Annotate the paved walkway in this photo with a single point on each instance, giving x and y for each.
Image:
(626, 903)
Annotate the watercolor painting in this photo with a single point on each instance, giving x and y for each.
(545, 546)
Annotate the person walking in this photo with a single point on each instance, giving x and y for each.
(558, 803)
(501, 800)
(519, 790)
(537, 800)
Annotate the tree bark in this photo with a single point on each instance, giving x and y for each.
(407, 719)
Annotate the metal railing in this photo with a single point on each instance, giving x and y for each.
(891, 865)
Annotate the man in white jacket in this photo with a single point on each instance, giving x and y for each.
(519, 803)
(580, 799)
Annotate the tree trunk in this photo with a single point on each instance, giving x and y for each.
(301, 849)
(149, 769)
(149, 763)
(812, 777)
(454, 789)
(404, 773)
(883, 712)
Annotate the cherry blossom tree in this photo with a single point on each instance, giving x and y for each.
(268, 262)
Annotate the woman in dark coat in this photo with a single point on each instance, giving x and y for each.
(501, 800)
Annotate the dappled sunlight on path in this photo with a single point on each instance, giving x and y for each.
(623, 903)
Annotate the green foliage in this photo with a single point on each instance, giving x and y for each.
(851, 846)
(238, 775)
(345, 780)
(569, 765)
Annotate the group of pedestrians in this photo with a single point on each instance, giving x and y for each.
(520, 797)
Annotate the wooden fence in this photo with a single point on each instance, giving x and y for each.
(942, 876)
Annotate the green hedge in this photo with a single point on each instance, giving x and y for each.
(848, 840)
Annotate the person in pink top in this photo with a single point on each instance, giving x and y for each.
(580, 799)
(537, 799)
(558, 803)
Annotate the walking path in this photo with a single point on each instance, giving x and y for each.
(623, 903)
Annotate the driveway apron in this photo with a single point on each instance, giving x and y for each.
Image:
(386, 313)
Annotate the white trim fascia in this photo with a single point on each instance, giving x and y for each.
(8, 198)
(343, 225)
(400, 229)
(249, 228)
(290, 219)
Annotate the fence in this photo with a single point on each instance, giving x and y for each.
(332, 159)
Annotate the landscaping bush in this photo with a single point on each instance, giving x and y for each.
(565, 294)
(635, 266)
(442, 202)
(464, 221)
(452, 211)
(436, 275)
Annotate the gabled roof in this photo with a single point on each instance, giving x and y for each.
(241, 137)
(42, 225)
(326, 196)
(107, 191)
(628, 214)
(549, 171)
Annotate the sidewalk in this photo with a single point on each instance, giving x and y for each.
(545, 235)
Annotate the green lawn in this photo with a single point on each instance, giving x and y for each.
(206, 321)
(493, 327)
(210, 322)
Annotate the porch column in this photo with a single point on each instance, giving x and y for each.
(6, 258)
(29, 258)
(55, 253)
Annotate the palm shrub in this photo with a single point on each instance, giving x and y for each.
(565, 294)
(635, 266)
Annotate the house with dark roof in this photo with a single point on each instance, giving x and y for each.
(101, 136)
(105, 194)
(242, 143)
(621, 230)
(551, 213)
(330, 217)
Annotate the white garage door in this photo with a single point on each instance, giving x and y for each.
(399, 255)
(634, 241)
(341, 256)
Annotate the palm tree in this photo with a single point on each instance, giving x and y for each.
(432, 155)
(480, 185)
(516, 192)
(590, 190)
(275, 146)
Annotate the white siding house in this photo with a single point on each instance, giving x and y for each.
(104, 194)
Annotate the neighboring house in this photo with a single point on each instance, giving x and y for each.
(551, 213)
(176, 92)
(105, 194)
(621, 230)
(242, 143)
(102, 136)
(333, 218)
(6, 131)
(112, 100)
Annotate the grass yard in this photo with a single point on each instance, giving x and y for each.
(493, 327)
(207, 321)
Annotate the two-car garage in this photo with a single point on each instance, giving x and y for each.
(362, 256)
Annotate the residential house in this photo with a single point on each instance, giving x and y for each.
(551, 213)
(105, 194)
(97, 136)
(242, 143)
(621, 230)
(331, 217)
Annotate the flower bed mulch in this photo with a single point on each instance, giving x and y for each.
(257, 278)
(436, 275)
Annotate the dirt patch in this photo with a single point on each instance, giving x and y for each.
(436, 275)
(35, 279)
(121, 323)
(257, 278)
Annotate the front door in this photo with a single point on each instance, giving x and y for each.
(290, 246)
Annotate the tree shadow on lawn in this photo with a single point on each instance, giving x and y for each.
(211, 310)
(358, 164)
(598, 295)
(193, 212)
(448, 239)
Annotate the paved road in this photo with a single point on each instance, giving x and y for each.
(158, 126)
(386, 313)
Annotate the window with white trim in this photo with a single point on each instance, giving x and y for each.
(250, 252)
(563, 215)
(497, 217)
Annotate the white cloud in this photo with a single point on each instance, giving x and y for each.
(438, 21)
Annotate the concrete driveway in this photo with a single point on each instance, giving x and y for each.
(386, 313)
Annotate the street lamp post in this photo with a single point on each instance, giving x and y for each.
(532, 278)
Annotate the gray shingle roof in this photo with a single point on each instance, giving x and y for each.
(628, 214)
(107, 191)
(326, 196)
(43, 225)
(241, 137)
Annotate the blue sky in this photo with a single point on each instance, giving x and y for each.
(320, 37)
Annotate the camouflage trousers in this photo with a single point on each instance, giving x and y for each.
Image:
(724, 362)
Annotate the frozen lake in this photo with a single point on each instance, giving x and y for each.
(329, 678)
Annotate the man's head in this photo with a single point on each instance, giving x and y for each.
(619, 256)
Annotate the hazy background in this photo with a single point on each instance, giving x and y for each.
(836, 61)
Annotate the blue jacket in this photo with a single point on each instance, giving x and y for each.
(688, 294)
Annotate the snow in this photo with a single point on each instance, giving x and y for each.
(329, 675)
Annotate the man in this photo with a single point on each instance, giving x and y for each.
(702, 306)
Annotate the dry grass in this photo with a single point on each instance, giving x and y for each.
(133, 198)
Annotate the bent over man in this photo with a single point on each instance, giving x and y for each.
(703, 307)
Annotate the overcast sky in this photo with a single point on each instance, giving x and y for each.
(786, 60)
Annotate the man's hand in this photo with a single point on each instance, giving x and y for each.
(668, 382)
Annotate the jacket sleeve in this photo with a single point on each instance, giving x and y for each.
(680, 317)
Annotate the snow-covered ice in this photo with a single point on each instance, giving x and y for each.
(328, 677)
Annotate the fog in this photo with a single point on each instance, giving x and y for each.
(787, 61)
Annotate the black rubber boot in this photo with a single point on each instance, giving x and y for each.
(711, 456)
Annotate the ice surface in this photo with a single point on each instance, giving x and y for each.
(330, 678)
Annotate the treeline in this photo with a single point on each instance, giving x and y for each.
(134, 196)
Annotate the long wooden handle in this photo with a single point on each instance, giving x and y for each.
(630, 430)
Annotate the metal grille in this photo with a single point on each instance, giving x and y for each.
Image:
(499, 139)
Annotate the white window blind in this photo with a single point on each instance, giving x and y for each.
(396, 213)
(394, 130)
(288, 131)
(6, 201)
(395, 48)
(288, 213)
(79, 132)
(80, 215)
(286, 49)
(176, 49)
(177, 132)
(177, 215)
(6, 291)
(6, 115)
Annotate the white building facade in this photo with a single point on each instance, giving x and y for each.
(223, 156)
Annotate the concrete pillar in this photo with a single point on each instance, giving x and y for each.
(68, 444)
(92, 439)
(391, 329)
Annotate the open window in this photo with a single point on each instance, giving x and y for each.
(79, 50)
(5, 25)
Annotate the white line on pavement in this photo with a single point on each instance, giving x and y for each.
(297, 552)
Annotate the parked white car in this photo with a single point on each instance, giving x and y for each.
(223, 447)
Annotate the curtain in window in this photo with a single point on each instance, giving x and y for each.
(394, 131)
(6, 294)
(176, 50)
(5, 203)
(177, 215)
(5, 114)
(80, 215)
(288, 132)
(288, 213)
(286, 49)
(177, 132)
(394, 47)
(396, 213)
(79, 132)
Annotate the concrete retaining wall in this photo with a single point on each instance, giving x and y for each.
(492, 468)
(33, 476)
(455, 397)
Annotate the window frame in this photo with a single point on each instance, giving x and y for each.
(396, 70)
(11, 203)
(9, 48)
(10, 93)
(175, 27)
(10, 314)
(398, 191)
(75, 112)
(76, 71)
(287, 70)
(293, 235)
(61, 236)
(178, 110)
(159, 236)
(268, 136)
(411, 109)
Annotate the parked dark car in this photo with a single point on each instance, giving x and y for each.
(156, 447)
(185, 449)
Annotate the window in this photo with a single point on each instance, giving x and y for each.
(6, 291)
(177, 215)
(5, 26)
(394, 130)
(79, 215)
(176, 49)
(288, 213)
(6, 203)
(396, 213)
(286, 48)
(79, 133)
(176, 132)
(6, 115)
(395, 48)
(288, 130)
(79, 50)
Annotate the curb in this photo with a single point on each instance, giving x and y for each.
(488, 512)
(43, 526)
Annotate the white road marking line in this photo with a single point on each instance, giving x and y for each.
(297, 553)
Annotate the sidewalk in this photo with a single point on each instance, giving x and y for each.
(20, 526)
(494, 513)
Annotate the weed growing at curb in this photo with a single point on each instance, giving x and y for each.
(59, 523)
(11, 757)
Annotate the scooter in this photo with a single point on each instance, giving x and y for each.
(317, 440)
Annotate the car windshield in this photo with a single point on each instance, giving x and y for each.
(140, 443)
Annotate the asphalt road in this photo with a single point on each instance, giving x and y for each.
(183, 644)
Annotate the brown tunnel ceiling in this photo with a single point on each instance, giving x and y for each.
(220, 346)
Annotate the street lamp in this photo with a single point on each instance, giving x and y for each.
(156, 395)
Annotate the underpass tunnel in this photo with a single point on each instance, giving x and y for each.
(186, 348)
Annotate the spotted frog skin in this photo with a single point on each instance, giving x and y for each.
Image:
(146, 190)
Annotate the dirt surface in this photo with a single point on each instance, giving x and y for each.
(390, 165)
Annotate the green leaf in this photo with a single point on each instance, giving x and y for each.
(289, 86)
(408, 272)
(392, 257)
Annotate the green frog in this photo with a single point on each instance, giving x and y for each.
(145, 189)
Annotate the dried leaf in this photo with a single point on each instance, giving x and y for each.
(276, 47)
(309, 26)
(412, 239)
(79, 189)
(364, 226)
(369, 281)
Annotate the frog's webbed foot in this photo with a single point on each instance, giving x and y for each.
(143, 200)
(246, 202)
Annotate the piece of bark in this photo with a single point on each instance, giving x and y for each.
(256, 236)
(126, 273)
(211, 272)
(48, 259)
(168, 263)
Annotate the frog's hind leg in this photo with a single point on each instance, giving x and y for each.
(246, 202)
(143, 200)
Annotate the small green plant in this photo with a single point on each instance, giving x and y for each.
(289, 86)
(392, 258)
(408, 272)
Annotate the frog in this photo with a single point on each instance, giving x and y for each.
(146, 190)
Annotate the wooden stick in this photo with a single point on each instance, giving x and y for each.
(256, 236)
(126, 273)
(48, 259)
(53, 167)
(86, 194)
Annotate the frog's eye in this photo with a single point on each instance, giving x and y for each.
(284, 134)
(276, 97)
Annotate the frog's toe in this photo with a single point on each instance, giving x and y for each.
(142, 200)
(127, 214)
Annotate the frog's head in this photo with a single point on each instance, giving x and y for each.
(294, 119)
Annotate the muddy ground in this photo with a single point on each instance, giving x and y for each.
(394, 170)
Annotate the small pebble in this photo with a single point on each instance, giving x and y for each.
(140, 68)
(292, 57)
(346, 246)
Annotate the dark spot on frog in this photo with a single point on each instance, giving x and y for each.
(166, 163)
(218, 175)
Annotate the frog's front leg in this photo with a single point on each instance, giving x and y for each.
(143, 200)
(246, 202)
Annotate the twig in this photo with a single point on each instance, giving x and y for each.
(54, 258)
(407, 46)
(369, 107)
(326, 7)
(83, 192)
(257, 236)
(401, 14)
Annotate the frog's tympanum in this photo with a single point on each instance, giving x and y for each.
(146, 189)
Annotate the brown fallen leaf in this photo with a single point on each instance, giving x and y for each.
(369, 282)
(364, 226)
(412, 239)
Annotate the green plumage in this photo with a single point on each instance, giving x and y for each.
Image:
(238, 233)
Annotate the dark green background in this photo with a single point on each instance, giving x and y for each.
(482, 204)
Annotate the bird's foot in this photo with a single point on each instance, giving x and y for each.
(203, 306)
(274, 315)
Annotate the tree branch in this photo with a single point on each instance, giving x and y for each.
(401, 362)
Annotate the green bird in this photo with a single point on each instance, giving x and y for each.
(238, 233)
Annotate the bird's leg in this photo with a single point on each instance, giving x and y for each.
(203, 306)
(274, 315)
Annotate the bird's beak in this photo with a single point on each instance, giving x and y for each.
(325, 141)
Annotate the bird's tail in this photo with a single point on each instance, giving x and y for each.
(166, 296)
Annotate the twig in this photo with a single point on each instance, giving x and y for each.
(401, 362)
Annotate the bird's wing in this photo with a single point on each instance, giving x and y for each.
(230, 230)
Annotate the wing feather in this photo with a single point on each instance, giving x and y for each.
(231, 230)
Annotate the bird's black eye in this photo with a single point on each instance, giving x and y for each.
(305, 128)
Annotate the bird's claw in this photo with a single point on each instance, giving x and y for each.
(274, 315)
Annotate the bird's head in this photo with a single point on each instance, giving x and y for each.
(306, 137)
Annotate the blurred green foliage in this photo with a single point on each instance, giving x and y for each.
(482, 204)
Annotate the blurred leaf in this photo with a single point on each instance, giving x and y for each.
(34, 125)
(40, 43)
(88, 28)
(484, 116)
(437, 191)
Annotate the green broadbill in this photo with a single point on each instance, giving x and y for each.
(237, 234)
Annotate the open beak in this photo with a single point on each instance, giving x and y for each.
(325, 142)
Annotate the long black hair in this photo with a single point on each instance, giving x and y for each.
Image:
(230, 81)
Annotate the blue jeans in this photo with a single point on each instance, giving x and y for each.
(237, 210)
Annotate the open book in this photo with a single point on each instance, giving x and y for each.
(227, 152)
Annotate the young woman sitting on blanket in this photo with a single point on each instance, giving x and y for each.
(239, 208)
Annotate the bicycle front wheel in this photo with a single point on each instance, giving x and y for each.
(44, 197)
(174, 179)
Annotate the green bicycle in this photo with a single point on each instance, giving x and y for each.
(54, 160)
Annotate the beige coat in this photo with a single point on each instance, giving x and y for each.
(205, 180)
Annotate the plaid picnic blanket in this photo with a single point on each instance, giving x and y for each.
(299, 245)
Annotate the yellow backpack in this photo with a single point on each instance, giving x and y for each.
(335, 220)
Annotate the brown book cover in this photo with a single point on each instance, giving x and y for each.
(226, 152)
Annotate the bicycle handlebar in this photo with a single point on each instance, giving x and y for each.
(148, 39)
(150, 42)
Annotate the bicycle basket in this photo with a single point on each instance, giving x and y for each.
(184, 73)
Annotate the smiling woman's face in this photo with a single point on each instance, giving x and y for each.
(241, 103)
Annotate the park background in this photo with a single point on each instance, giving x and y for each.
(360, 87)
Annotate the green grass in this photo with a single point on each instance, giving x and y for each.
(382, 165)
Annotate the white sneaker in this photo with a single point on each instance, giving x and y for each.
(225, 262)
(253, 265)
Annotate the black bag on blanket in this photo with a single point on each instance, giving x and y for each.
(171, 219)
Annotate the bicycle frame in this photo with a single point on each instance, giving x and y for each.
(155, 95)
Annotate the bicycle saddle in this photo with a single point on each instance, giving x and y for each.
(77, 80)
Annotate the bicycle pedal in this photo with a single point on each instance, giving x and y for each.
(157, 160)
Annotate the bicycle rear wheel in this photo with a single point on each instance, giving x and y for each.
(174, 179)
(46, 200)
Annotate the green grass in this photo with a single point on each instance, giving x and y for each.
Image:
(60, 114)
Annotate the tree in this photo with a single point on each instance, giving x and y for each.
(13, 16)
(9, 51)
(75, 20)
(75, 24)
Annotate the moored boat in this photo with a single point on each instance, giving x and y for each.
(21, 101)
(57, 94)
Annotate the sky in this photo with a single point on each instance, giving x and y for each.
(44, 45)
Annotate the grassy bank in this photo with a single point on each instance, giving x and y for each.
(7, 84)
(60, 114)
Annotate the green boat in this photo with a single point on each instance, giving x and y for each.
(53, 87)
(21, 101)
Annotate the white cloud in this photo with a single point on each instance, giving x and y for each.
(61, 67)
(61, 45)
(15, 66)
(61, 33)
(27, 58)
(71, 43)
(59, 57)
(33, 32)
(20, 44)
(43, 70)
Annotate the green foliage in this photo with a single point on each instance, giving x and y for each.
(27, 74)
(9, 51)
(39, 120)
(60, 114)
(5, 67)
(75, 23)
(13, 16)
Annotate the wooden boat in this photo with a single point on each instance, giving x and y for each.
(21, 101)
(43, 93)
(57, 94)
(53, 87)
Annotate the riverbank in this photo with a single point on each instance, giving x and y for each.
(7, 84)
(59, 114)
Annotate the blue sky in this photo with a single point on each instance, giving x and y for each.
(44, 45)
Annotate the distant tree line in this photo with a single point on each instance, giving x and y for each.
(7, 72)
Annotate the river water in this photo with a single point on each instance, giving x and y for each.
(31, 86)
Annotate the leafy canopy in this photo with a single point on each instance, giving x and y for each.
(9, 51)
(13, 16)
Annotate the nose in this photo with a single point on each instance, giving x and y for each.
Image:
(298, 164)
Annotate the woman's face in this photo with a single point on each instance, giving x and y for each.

> _GOAL_: Reproduce, exactly and with nothing added, the lines from the one that includes "Annotate the bicycle pedal" through the last line of the material.

> _TASK SOLUTION_:
Annotate the bicycle pedal in this photo with a single point on each instance, giving x and y for each.
(157, 160)
Annotate the bicycle rear wheel in this photo with a single point on each instance, giving x and y for each.
(174, 179)
(46, 200)
Annotate the green grass in this photo with a single point on each instance, giving x and y for each.
Image:
(60, 114)
Annotate the tree in this photo with a single point on each instance, giving x and y for each.
(13, 16)
(9, 51)
(75, 20)
(75, 24)
Annotate the moored boat in this photo with a single point on each instance, giving x and y for each.
(21, 101)
(57, 94)
Annotate the sky in this photo with a single point on each instance, giving x and y for each.
(44, 45)
Annotate the grassy bank in this photo with a single point on each instance, giving x and y for each.
(7, 84)
(60, 114)
Annotate the green boat in this photo with a single point on each instance, giving x and y for each.
(53, 87)
(21, 101)
Annotate the white cloud in this photo with a single point on each instance, giving x and y for each.
(61, 67)
(61, 45)
(15, 66)
(61, 33)
(27, 58)
(71, 43)
(59, 57)
(33, 32)
(20, 44)
(43, 70)
Annotate the green foliage in this photo with a single point on each instance, giving x and y for each.
(27, 74)
(9, 51)
(39, 120)
(60, 114)
(5, 67)
(75, 23)
(13, 16)
Annotate the wooden boat in this photo with a single point on each instance, giving x and y for each.
(21, 101)
(43, 93)
(57, 94)
(53, 87)
Annotate the riverbank in this photo with a single point on each instance, giving x and y for each.
(7, 84)
(59, 114)
Annotate the blue sky in this photo with a single point on each instance, giving x and y for each.
(44, 45)
Annotate the distant tree line in this photo with a single point on each instance, giving x and y for each.
(7, 72)
Annotate the river water in this photo with a single point on each instance, giving x and y for each.
(31, 86)
Annotate the leafy canopy in this photo with a single point on each instance, giving x and y for each.
(9, 51)
(13, 16)
Annotate the nose in this photo with a single point on each instance, giving x and y for each.
Image:
(298, 164)
Annotate the woman's face in this photo with a single point on each instance, giving x and y for each.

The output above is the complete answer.